» Problem details: State how many lines in the records below contain the string "side". Reply with the number alone.
·····
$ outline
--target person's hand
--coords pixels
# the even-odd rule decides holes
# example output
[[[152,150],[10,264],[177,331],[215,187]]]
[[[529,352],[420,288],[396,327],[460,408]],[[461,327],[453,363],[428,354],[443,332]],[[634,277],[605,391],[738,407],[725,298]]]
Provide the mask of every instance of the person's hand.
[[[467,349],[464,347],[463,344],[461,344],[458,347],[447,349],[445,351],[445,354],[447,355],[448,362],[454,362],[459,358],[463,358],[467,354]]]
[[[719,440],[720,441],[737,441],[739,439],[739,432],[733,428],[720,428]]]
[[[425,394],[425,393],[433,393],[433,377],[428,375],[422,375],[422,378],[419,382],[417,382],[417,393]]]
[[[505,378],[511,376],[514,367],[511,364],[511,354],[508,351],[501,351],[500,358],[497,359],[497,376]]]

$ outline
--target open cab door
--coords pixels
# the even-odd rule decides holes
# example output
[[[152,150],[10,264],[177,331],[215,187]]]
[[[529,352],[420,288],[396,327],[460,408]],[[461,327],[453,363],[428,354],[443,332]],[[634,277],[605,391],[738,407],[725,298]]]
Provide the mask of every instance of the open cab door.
·····
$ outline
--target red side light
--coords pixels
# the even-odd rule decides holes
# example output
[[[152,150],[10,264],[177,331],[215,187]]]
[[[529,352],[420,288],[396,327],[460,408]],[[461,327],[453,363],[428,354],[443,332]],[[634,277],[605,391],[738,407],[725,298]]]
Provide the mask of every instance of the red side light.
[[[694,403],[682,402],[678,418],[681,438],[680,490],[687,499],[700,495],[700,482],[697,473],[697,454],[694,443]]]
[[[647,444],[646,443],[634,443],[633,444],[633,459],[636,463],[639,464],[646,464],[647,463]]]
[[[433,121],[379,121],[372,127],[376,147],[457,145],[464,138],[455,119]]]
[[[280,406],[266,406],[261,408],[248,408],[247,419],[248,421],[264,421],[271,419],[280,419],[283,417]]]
·····
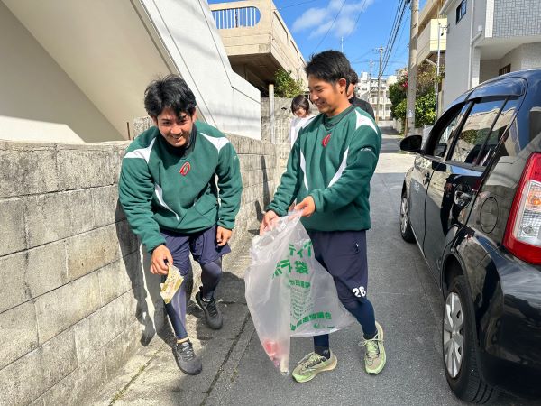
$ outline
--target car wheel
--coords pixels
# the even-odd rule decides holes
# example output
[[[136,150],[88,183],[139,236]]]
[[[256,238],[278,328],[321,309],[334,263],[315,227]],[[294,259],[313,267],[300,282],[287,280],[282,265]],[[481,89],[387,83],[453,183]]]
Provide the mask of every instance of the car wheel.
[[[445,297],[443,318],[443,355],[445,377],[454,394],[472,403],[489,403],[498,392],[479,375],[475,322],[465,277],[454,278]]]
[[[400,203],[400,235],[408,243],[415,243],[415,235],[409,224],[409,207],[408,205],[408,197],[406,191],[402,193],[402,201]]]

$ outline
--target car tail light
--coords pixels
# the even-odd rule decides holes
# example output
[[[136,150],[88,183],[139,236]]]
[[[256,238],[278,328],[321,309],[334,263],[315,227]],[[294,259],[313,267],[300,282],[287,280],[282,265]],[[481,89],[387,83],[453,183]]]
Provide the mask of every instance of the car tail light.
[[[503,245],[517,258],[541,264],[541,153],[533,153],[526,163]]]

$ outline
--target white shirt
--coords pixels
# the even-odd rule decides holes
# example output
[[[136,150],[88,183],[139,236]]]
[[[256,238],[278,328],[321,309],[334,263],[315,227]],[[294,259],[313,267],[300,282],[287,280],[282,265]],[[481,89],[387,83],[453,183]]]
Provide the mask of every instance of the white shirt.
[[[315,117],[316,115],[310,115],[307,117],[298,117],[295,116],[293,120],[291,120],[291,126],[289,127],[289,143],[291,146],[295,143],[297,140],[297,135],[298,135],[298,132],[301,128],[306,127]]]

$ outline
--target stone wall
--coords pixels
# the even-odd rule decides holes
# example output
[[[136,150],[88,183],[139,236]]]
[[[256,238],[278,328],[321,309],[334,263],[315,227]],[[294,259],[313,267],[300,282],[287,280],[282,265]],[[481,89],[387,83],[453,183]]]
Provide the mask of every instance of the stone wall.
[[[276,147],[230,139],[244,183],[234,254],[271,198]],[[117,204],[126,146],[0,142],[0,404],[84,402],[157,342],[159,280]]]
·····
» Final answer: 2